* Begin SUPPLIED PASSAGE *

This is very good news for a whole lot of people. While I get that not everyone is cool with marijuana use, and some of the reasons why are very solid, it’s actually useful for treating a number of conditions. However, it’s not helpful if someone can get jammed up for also owning a gun.

That’s no longer a concern.

However, there’s still some confusion about marijuana and gun laws, and the Supreme Court will be hearing a case that deals with some of those. Here are some ways they might view the case.

To decide where to draw the line on unlawful-user status under the statute, the court could rely on various tools of statutory construction. One candidate is the rule of lenity, which tells courts to construe unclear language in a criminal statute in favor of the defendant. Historically, lenity played a central role in construing criminal statutes. Yet, despite Justice Neil Gorsuch’s campaign for its restoration, the modern court has treated lenity as a rule of last resort that is applicable only when “grievous ambiguity or uncertainty” remains after all other tools of interpretation have been exhausted. The result is predictable: the court rarely, if ever, relies on lenity as a firm basis for narrowly construing criminal statutes.

* End SUPPLIED PASSAGE *
* Begin RECORD EXCERPTS *

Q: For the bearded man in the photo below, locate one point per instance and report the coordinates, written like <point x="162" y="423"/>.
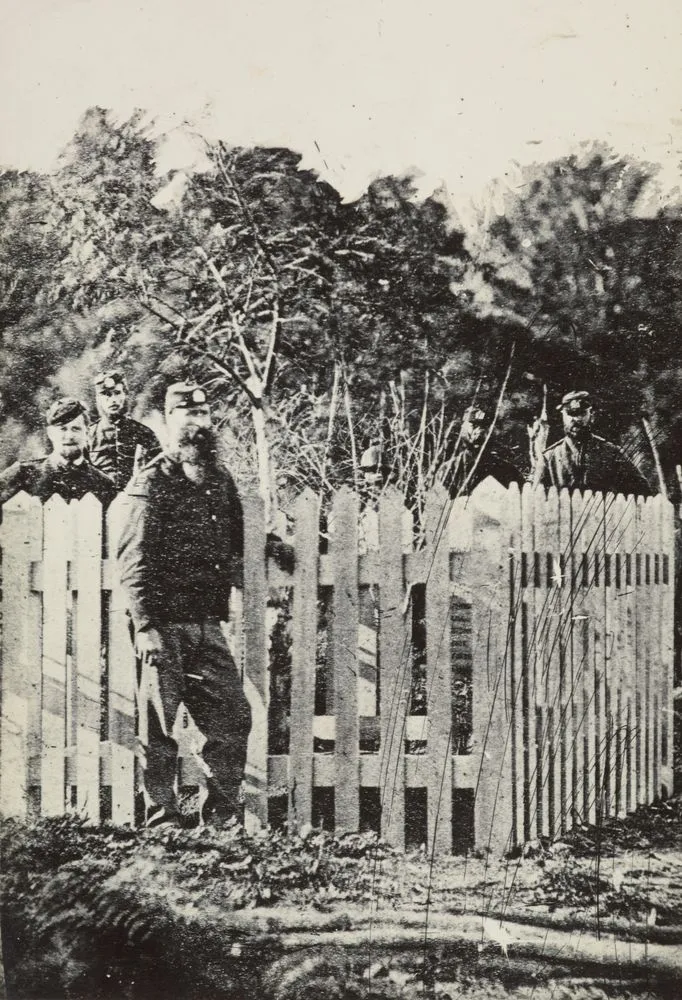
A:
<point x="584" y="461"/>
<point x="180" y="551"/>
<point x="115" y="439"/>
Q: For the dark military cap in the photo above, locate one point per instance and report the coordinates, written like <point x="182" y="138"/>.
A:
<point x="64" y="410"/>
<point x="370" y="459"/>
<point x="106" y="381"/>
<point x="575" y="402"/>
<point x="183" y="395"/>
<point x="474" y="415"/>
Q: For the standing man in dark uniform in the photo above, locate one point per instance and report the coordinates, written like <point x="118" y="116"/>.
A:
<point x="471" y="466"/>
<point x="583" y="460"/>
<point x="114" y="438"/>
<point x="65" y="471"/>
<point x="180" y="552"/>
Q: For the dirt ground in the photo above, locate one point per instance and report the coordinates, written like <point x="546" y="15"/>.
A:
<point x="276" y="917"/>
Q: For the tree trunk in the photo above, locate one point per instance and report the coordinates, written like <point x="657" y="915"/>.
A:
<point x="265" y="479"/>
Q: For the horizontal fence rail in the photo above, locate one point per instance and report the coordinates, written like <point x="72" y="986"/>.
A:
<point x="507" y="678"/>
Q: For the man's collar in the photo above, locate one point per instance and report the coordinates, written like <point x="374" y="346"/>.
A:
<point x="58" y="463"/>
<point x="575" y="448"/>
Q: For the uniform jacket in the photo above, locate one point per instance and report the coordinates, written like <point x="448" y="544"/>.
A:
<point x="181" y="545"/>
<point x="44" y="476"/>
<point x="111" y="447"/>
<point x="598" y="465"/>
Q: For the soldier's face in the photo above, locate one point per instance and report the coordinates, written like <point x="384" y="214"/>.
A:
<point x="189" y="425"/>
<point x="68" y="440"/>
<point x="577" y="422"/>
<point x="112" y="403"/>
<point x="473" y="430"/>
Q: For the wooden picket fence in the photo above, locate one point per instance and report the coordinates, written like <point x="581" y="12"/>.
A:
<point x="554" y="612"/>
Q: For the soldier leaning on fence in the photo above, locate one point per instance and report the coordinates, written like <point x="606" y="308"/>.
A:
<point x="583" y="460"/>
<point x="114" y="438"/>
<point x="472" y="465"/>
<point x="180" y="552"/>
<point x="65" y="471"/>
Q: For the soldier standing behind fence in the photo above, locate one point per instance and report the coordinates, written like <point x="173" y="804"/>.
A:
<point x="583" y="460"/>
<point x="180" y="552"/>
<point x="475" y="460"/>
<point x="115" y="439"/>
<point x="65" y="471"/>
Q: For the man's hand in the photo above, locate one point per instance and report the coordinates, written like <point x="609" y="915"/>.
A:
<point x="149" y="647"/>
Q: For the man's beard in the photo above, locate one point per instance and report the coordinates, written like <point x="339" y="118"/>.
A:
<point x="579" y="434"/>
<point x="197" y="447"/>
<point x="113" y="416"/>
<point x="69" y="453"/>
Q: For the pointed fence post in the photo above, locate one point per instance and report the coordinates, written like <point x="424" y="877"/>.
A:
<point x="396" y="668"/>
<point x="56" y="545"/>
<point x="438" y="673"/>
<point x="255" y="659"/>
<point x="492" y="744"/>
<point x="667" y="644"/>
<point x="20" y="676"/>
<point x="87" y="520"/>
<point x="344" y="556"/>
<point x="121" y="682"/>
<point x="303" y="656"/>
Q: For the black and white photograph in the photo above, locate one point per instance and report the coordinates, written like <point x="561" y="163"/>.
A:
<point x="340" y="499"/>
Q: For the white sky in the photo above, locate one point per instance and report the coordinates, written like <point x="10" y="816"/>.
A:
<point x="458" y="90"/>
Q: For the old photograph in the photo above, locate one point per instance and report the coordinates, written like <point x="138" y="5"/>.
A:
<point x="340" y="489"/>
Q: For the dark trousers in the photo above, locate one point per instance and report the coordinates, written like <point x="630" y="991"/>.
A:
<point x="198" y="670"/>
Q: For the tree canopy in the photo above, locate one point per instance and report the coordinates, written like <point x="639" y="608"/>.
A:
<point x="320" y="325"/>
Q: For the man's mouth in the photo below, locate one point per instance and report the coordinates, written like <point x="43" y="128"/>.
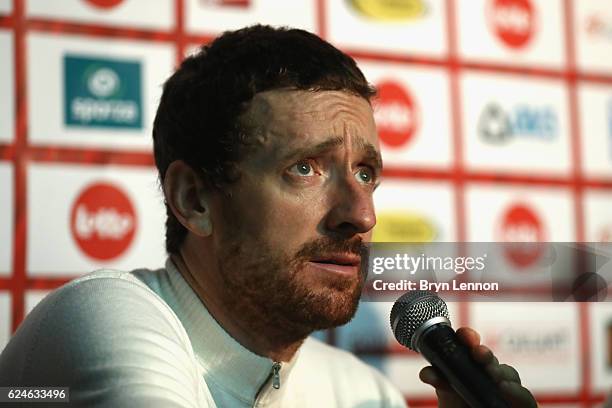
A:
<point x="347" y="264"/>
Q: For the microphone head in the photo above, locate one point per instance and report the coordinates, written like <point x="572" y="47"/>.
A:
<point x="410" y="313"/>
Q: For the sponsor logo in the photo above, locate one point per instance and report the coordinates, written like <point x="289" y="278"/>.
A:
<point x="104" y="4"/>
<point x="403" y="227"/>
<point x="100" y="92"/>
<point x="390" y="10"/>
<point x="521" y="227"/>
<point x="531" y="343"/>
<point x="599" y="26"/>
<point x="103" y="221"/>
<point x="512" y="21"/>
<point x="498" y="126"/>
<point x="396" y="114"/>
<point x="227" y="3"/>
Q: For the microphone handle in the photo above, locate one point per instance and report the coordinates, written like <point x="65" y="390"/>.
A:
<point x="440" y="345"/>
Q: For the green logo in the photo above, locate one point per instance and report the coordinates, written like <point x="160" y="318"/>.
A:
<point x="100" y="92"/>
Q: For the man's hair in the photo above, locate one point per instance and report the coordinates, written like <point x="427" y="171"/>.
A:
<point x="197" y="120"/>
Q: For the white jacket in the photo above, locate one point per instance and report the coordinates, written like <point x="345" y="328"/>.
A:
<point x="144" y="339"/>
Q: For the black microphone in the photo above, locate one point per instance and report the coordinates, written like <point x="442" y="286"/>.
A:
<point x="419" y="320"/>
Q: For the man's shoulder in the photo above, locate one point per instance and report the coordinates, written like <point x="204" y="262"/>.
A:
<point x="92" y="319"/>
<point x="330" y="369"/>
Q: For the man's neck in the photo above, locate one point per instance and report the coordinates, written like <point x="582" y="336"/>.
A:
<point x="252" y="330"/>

* End RECORD EXCERPTS *

## SHORT EXERCISE 1
In the passage on marijuana and gun laws, which rule tells courts to read unclear language in a criminal statute in the defendant's favor?
## SHORT EXERCISE 2
Decide whether each statement agrees with the passage on marijuana and gun laws, giving yes or no and quoting the words that settle it: (a) The modern court treats lenity as a rule of last resort. (b) Historically, lenity had only a minor role in construing criminal statutes. (c) Justice Neil Gorsuch has campaigned for lenity's restoration.
## SHORT EXERCISE 3
According to the passage on marijuana and gun laws, why does the court rarely rely on lenity as a firm basis for narrowly construing criminal statutes? Answer in one to three sentences.
Nothing asked here depends on the rows.

## CORRECT OUTPUT 1
The rule of lenity.

## CORRECT OUTPUT 2
(a) Yes: "the modern court has treated lenity as a rule of last resort"
(b) No: "Historically, lenity played a central role in construing criminal statutes."
(c) Yes: "despite Justice Neil Gorsuch’s campaign for its restoration"

## CORRECT OUTPUT 3
The modern court treats lenity as a rule of last resort. It applies only when "grievous ambiguity or uncertainty" remains after every other tool of interpretation has been exhausted, so it rarely comes into play.